Foto: Privatarchiv H. R.

Jetzt musste aber sofort etwas geschehen. Eigentlich hatte ich den ursprünglichen Plan, San Marino einzubeziehen, aufgegeben und für den 1. August sehr anschaulich ins Programm geschrieben: ‚Vertrödeln. Strand und so‘, aber das war nun keine Option mehr. Nur Betätigung konnte helfen, und so machten wir uns doch auf nach San Marino, zu zweit. Wie üblich wies auf halber Höhe ein Schild darauf hin, dass man nicht länger im Auto fahren dürfe. Wie sehr dieses Verbot geachtet wurde, war daran zu merken, dass drei weitere Parkplätze folgten. Auf dem letzten erwischten wir den letzten Platz und waren nun wirklich dort, wo zu Fuß zu gehen die einzige Möglichkeit war, weiterzukommen. Ich gab Rafał mein Portemonnaie zum Zettelziehen, weil ich ausnahmsweise Kleingeld zum Bezahlen hatte, und lief schon mal los, Rafał würde mich ja sowieso einholen. Tat er auch. Wir stiegen nach oben zum Palazzo. Es war Rafałs erstes und mein drittes Mal: Von 1954 gab es eins der damals seltenen Urlaubsbilder mit meiner Mutter. Noch zwei Bildchen mit Vater und Großeltern, offenbar von Irene geknipst, auf dem Rückweg in die ‚Pensione Clara‘. Mehr gab es damals nicht. Ging auch.

Irene, Hanno (Foto unten links)

Fotos (3): Privatarchiv H. R. | Titelillustration mit Bildmaterial von Shutterstock:

31 Kommentare zu “#11B – Vertrödeln findet nicht statt

  1. Alles wird anders, alles wird digitaler. Momentan habe ich allerdings zum ersten Mal das Gefühl, dass das Digitale auch für sinnvolle Zwecke eingesetzt wird.

      1. Wohl nicht. Und wo alles digitale so einfach und direkt ist, ist Missbrauch umso näher.

  2. Neid gehört wohl zu den am weitest verbreiteten Eigenschaften der Menschen. Man will immer was man selbst nicht hat, oder will zumindest nicht, dass es jemand anderes vermeintlich besser hat.

      1. Berlin jedenfalls nicht. Hier darf ja aus unerklärlichen Gründen nicht in die Höhe gebaut werden.

  3. Oh Herr Rinke! Wenn der Hausarzt aus Sorge über die Gesundheit auf Reisen anruft, das klingt aber schon besorgniserregend!

> [DATEN ZUR PRÜFUNG]
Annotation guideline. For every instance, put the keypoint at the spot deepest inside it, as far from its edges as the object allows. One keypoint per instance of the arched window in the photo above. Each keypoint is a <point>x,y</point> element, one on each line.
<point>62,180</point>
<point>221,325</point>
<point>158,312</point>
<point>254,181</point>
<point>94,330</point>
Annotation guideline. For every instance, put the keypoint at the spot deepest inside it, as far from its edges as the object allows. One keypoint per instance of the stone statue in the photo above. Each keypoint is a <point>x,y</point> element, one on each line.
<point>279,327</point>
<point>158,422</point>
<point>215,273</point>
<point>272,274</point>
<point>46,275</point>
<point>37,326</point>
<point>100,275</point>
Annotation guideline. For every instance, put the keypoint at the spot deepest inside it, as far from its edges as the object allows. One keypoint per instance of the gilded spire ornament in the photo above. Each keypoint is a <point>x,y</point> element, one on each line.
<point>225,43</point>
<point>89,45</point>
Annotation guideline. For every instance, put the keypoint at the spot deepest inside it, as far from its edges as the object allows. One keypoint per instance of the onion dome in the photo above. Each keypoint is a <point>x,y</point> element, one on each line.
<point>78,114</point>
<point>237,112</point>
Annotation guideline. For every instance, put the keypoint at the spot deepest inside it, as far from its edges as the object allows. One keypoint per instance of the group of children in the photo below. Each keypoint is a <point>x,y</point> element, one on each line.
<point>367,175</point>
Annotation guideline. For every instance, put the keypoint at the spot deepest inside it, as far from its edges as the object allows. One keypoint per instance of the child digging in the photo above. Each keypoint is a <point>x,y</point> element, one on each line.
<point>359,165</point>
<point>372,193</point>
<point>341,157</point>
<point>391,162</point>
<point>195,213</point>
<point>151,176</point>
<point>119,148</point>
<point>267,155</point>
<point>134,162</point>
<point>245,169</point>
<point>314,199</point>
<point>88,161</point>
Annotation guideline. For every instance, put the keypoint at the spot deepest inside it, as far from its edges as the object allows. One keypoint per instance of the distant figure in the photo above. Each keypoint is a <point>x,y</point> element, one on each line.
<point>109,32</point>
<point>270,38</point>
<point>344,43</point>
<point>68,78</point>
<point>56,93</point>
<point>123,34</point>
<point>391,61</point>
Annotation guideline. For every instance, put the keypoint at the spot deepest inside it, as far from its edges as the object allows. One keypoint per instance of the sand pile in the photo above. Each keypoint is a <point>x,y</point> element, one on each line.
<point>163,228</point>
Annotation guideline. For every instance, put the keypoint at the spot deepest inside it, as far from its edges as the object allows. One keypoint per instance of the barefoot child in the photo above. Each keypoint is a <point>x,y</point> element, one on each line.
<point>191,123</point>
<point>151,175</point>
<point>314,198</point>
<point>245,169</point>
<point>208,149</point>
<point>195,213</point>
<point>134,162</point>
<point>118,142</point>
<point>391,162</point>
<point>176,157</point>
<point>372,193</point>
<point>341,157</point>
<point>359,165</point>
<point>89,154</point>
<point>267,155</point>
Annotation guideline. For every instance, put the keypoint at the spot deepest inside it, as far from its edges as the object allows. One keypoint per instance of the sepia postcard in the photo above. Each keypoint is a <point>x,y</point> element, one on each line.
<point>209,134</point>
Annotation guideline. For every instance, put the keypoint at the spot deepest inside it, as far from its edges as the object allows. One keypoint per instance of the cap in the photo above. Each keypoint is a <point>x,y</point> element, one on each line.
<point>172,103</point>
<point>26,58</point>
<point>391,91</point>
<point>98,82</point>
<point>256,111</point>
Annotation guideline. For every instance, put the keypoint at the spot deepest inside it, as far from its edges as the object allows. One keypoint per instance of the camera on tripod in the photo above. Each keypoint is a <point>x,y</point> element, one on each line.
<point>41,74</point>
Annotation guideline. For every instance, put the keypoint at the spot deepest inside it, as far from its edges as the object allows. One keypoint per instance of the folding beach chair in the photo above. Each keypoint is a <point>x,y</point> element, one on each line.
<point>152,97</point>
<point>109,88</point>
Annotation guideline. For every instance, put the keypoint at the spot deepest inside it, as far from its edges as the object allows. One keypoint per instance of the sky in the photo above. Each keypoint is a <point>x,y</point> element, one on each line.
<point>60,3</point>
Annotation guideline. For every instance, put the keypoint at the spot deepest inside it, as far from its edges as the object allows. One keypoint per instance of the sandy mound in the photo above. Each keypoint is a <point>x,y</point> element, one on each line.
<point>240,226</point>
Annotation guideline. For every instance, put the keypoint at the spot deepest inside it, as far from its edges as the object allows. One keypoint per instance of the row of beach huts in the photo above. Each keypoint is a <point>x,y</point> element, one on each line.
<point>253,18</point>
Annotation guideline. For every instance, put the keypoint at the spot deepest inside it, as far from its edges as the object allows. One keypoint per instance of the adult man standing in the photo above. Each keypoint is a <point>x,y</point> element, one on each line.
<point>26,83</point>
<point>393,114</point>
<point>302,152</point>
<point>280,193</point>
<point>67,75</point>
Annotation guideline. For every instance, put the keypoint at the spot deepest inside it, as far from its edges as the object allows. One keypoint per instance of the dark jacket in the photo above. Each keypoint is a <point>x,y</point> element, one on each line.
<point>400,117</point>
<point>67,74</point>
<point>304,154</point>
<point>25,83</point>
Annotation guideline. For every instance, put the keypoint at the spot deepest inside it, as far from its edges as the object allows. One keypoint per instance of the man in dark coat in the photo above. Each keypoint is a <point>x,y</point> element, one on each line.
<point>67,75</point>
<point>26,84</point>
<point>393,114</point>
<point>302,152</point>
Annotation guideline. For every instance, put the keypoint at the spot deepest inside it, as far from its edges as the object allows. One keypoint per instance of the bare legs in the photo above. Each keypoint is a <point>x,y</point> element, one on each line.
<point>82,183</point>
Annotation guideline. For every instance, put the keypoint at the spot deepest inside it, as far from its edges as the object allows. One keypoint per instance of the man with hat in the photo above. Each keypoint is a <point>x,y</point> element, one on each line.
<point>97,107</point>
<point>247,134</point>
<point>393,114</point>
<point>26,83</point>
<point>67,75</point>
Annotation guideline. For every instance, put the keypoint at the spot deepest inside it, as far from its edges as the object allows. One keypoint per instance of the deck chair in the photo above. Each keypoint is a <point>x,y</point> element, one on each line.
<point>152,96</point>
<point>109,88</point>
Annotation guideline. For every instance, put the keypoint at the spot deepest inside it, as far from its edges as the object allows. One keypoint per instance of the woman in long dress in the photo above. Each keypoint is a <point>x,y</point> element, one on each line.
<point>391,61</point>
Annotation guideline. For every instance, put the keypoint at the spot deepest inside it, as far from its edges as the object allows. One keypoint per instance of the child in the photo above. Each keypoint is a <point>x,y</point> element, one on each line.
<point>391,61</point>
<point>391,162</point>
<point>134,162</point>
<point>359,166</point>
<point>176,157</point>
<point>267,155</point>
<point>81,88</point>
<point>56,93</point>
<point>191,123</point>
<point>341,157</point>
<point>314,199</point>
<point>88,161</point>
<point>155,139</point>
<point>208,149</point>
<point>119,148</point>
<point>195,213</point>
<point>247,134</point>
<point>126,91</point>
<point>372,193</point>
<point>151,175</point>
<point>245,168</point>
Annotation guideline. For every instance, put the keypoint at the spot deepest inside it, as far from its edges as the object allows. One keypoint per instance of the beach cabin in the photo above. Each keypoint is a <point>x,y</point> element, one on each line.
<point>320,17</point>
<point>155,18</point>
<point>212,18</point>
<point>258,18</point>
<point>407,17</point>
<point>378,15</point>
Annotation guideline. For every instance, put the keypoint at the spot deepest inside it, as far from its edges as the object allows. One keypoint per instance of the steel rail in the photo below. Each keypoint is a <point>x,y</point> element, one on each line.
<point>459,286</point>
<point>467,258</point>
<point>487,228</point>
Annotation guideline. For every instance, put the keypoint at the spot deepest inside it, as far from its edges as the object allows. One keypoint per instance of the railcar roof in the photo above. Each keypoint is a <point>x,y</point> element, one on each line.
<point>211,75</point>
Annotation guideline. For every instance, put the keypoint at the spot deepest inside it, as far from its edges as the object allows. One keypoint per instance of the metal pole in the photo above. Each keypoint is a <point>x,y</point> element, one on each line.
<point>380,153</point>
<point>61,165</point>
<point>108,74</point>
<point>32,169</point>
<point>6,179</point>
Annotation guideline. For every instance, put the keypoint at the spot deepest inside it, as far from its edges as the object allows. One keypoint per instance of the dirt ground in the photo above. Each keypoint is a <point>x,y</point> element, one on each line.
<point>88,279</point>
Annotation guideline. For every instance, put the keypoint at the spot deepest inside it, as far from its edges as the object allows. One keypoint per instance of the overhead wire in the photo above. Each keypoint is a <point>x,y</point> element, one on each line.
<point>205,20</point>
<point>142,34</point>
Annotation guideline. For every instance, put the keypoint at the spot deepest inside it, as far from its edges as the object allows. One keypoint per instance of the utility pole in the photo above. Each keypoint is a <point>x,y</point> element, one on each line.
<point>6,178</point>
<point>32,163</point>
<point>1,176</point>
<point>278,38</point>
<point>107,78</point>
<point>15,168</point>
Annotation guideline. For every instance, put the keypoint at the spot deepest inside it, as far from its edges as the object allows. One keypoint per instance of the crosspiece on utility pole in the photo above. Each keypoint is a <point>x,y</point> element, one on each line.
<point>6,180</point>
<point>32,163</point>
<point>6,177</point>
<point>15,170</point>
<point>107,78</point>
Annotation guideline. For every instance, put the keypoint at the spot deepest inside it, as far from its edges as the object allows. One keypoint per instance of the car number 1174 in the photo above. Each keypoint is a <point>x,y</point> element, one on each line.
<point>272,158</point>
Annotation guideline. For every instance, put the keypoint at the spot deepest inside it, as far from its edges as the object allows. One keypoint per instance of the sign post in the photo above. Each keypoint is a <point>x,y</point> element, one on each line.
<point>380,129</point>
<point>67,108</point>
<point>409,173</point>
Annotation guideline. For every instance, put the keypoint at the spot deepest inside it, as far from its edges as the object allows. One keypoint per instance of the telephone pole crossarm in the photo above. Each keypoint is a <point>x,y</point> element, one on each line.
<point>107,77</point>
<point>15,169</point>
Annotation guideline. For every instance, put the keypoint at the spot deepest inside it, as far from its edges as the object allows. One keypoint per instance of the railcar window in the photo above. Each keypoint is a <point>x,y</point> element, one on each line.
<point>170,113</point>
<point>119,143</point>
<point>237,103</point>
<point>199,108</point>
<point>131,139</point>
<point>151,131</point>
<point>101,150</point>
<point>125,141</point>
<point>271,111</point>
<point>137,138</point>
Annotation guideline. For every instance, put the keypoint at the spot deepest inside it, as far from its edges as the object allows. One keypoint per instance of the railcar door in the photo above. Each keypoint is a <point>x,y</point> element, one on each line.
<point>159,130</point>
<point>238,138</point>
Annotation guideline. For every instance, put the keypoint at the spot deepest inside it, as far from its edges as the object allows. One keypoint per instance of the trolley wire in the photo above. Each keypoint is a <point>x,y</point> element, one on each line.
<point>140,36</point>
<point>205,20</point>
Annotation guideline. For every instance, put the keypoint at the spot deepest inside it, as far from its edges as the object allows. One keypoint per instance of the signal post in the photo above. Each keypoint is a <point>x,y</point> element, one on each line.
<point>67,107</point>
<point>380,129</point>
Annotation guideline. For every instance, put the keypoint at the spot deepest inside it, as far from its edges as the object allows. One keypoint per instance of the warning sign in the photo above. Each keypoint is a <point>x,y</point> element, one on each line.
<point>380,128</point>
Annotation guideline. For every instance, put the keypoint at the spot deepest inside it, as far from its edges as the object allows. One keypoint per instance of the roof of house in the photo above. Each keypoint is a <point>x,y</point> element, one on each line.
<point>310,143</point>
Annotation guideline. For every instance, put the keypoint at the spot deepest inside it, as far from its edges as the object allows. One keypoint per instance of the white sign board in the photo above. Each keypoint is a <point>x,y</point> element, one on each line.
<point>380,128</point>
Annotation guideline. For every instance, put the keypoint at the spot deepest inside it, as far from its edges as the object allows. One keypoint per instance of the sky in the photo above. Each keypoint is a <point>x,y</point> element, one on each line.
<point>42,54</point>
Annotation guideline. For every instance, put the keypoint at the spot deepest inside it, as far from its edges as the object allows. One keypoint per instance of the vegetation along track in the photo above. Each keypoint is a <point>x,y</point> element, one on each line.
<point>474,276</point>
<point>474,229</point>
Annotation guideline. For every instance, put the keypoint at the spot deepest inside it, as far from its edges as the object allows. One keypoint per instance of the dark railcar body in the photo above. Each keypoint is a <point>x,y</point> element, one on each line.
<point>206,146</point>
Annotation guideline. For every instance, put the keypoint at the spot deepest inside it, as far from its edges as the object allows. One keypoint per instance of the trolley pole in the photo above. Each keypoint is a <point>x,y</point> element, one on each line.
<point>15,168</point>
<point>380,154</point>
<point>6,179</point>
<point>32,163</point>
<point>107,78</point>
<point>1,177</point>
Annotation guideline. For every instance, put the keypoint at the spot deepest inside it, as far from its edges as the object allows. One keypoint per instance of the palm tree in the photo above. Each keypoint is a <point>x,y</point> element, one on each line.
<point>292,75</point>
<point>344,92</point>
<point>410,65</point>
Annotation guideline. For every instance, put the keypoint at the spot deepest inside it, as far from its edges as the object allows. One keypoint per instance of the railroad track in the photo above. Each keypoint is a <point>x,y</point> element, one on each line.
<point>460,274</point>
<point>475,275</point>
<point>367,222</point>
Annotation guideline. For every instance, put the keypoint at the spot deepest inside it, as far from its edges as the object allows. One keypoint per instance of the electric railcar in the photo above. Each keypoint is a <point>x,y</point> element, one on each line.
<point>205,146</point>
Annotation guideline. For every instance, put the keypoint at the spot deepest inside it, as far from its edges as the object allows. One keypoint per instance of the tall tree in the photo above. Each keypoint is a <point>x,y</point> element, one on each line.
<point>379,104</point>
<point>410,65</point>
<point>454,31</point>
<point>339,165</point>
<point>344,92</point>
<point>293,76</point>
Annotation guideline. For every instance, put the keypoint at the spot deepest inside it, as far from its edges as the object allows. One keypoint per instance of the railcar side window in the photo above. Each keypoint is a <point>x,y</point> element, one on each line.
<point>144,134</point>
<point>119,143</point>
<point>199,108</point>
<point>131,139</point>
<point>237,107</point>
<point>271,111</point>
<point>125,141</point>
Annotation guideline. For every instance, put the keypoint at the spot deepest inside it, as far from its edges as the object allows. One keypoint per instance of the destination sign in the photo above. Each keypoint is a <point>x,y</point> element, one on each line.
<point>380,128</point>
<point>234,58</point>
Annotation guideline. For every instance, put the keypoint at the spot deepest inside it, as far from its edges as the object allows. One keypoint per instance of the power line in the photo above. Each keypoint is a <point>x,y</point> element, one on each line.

> [AUFGABEN]
• A. Wie lautet im Auszug über San Marino der Abschnitt von „Irene, Hanno (Foto“ bis „Höhe gebaut werden.“? Geben Sie ihn wortgetreu wieder.
• B. Beantworten Sie anhand des Auszugs über San Marino:
(i) Was stand ursprünglich für den 1. August im Programm?
(ii) Wie viele weitere Parkplätze folgten auf das Schild auf halber Höhe?
(iii) Aus welchem Jahr stammt das Urlaubsbild mit der Mutter?

> [IHRE ANTWORTEN]
• A.
Irene, Hanno (Foto unten links)

Fotos (3): Privatarchiv H. R. | Titelillustration mit Bildmaterial von Shutterstock:

31 Kommentare zu “#11B – Vertrödeln findet nicht statt

  1. Alles wird anders, alles wird digitaler. Momentan habe ich allerdings zum ersten Mal das Gefühl, dass das Digitale auch für sinnvolle Zwecke eingesetzt wird.

      1. Wohl nicht. Und wo alles digitale so einfach und direkt ist, ist Missbrauch umso näher.

  2. Neid gehört wohl zu den am weitest verbreiteten Eigenschaften der Menschen. Man will immer was man selbst nicht hat, oder will zumindest nicht, dass es jemand anderes vermeintlich besser hat.

      1. Berlin jedenfalls nicht. Hier darf ja aus unerklärlichen Gründen nicht in die Höhe gebaut werden.

• B.
(i) „Vertrödeln. Strand und so“
(ii) Drei
(iii) 1954